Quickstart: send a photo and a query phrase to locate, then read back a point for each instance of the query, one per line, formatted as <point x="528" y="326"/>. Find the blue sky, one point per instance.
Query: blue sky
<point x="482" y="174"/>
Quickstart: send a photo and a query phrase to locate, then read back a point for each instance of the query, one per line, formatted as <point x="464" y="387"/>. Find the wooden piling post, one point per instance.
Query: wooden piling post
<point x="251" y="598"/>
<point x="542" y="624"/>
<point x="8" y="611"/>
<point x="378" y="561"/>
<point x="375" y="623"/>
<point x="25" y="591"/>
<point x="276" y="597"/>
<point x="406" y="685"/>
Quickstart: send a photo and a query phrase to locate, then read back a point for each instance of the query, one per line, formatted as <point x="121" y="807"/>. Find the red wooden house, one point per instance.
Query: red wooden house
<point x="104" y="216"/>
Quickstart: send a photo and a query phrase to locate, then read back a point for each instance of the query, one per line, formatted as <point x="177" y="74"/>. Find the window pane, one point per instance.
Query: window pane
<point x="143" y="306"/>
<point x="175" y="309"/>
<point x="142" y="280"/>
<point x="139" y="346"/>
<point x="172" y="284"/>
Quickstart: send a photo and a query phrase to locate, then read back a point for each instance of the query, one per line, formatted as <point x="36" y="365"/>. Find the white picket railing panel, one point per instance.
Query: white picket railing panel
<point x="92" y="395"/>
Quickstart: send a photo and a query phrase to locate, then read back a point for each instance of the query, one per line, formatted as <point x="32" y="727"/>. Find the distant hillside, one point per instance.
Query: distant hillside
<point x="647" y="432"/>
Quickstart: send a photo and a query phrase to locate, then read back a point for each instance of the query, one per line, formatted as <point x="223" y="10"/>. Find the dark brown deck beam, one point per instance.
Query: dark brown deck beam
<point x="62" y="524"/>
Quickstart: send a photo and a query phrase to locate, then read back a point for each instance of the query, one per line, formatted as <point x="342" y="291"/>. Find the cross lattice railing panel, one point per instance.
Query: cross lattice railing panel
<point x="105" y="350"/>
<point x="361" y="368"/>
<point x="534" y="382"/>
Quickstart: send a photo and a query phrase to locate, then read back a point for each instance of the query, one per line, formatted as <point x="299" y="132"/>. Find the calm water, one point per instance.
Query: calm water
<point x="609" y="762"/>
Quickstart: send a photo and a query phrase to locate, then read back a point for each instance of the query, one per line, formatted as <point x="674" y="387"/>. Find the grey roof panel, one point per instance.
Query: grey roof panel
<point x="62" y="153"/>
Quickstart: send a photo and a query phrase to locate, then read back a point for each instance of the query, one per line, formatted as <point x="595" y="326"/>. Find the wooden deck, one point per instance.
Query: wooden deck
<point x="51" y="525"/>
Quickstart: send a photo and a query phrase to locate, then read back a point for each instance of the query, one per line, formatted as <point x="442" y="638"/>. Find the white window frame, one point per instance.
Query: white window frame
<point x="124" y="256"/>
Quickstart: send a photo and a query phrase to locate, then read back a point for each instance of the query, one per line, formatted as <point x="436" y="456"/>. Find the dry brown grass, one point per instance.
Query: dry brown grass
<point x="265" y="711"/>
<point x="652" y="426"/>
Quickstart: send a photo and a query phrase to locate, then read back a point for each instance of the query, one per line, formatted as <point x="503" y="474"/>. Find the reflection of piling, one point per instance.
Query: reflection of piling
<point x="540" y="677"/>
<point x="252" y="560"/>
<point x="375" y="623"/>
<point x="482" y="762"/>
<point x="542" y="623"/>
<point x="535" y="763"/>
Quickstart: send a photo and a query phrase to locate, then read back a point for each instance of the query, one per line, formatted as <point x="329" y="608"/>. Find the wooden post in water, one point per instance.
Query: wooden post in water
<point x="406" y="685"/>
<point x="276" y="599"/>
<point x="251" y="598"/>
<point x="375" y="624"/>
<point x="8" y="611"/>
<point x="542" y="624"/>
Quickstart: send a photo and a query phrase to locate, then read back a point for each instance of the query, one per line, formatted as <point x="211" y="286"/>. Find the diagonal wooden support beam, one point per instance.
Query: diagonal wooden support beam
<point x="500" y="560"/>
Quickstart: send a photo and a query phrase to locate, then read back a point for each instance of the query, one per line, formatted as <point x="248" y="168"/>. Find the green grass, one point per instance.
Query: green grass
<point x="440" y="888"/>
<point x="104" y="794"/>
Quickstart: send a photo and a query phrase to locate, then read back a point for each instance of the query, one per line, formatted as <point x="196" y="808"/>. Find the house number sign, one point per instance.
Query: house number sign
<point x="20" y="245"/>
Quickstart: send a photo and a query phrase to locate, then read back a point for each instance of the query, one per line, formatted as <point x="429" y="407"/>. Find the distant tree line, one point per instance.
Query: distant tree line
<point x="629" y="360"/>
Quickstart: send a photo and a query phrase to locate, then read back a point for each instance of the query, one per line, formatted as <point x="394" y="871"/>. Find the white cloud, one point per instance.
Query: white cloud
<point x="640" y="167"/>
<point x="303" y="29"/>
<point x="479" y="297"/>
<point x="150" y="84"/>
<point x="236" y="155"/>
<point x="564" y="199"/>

--

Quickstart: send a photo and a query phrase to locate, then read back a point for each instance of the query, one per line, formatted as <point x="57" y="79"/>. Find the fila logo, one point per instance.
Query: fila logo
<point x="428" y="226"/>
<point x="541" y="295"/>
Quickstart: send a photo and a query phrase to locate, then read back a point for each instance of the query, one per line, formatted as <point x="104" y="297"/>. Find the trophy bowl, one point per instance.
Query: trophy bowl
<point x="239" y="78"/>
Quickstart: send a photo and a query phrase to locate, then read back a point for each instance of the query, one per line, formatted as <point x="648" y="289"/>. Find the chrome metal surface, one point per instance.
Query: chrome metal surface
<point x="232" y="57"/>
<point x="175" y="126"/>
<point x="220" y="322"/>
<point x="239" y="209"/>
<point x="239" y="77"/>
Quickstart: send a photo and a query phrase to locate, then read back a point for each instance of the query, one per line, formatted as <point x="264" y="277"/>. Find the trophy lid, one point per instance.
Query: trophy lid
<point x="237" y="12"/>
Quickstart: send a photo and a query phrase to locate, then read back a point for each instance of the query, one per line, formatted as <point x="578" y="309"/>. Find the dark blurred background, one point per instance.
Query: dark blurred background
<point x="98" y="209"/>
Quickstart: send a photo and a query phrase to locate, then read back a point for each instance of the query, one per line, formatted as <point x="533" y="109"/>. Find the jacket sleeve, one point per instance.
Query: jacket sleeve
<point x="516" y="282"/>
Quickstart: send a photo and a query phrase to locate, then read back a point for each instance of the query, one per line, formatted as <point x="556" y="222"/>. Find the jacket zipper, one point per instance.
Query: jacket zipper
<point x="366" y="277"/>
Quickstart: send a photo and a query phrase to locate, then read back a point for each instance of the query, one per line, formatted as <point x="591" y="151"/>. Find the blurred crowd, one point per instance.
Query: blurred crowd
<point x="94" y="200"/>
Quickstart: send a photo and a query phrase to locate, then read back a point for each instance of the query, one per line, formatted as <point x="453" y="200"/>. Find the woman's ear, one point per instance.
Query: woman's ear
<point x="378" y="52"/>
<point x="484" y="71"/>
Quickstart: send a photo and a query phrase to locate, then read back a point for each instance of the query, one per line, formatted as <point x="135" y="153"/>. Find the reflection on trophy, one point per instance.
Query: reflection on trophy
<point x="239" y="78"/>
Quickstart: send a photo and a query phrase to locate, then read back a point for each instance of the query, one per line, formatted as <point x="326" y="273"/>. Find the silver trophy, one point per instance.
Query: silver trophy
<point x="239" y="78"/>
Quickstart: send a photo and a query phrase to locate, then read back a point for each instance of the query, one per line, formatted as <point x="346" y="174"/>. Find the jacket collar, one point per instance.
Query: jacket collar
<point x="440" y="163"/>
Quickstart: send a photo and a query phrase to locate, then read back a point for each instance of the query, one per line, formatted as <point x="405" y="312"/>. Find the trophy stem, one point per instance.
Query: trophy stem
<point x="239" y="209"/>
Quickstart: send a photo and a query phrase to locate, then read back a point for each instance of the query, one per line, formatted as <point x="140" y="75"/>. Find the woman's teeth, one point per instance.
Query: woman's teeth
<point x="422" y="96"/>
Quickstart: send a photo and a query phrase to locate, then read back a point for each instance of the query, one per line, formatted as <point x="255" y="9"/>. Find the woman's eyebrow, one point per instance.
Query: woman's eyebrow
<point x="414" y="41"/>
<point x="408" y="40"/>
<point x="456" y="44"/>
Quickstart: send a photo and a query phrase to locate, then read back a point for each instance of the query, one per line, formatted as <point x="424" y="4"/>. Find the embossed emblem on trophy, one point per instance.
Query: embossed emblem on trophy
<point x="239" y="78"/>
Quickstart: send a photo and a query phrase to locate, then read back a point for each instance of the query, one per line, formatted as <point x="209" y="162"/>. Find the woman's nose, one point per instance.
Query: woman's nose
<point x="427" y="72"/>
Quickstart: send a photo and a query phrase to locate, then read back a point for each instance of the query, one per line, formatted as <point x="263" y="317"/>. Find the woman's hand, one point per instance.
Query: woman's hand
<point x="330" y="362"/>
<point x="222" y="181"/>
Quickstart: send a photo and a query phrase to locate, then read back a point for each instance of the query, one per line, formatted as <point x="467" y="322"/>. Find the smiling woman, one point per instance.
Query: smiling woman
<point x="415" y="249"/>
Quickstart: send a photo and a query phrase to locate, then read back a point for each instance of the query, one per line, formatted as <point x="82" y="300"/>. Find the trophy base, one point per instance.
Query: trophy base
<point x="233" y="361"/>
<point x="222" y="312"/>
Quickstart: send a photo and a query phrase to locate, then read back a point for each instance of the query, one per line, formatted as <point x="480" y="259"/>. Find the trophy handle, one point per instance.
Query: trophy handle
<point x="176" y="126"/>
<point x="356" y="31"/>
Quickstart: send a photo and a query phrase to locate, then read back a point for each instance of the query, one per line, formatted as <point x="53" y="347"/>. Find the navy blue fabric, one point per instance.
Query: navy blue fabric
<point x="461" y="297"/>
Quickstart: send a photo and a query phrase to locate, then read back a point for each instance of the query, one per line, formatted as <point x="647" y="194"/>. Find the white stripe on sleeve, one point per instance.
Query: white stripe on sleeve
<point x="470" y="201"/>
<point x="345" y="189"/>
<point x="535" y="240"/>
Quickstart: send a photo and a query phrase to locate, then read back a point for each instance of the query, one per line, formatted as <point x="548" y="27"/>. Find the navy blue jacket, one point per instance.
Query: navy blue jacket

> _Task statement_: In the listing above, locate the line containing "sky, one point per instance." and the line containing "hillside, one point per instance.", then transcribe both and every line between them verbatim.

> _Exercise result_:
Quickstart: send a photo and a query phrase to locate, then read back a point for each instance of the query, one per line, formatted as <point x="528" y="326"/>. Find the blue sky, one point per instance.
Query: blue sky
<point x="482" y="174"/>
Quickstart: send a photo and a query phrase to locate, then read back a point for each instance of the query, one per line, formatted as <point x="464" y="387"/>. Find the wooden piling post, one point per instance.
Query: wooden piling post
<point x="251" y="598"/>
<point x="542" y="624"/>
<point x="8" y="611"/>
<point x="378" y="561"/>
<point x="375" y="623"/>
<point x="25" y="591"/>
<point x="276" y="597"/>
<point x="406" y="685"/>
Quickstart: send a photo and a query phrase to locate, then read back a point for each instance of the query, one per line, formatted as <point x="121" y="807"/>. Find the red wooden house, one point per instance.
Query: red wooden house
<point x="104" y="216"/>
Quickstart: send a photo and a query phrase to locate, then read back a point for each instance of the query, one per line, formatted as <point x="177" y="74"/>. Find the window pane, one point per instance.
Query: window pane
<point x="143" y="306"/>
<point x="175" y="309"/>
<point x="142" y="280"/>
<point x="139" y="346"/>
<point x="172" y="284"/>
Quickstart: send a photo and a query phrase to locate, then read back a point for each instance of the query, one per line, formatted as <point x="36" y="365"/>. Find the white picket railing panel, one point per instance.
Query: white picket railing panel
<point x="92" y="395"/>
Quickstart: send a photo and a query phrase to locate, then read back a point for each instance of the query, one per line, formatted as <point x="32" y="727"/>. Find the distant hillside, one point per instance.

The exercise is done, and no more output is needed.